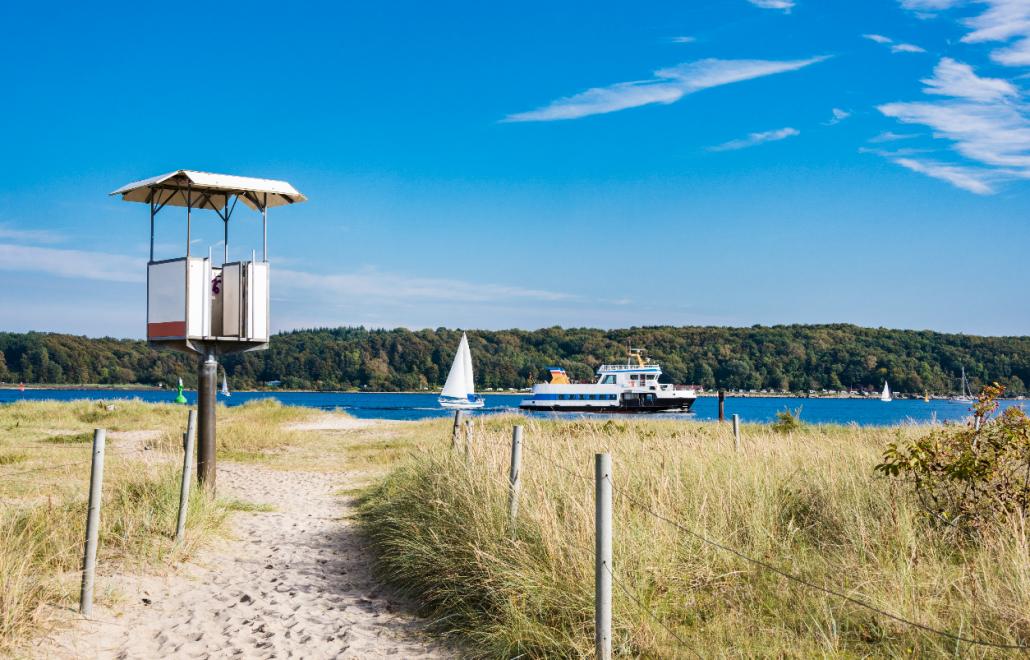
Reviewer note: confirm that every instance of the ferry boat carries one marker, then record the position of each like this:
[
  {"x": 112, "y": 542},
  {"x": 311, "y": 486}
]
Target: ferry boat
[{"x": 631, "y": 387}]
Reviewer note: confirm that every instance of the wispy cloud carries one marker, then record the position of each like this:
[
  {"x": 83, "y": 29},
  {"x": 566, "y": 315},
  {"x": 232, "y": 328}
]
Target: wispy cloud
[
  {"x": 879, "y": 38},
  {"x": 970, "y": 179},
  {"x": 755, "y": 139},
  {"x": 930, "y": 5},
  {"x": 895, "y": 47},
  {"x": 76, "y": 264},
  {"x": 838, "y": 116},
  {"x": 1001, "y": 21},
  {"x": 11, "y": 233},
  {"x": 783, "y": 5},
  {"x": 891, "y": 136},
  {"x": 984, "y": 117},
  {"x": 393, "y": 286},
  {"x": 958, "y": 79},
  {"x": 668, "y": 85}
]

Problem to work on
Copy out every row above, requests included. Scale each x and y coordinate in the answers by 2.25 and round to the nearest whole number, rounding halves up. Keep the numbers in the requests and their sample formats unchanged, and leave the pictures out.

Answer to this task
Reviewer note: confirm that every instance of the ferry boat carries one marker, then record the position of each like this:
[
  {"x": 112, "y": 542},
  {"x": 311, "y": 486}
]
Target: ferry boat
[{"x": 1420, "y": 871}]
Reviewer note: confirm that every instance of the wispy cloud carries one marker, then record the position of each like this:
[
  {"x": 83, "y": 29},
  {"x": 566, "y": 315},
  {"x": 232, "y": 328}
]
Target: wispy cloud
[
  {"x": 1978, "y": 86},
  {"x": 2183, "y": 403},
  {"x": 1699, "y": 313},
  {"x": 2093, "y": 11},
  {"x": 2014, "y": 106},
  {"x": 171, "y": 594},
  {"x": 1886, "y": 261},
  {"x": 2252, "y": 47},
  {"x": 25, "y": 524},
  {"x": 1762, "y": 11},
  {"x": 2005, "y": 306},
  {"x": 2214, "y": 263},
  {"x": 884, "y": 644},
  {"x": 2156, "y": 178},
  {"x": 1503, "y": 191}
]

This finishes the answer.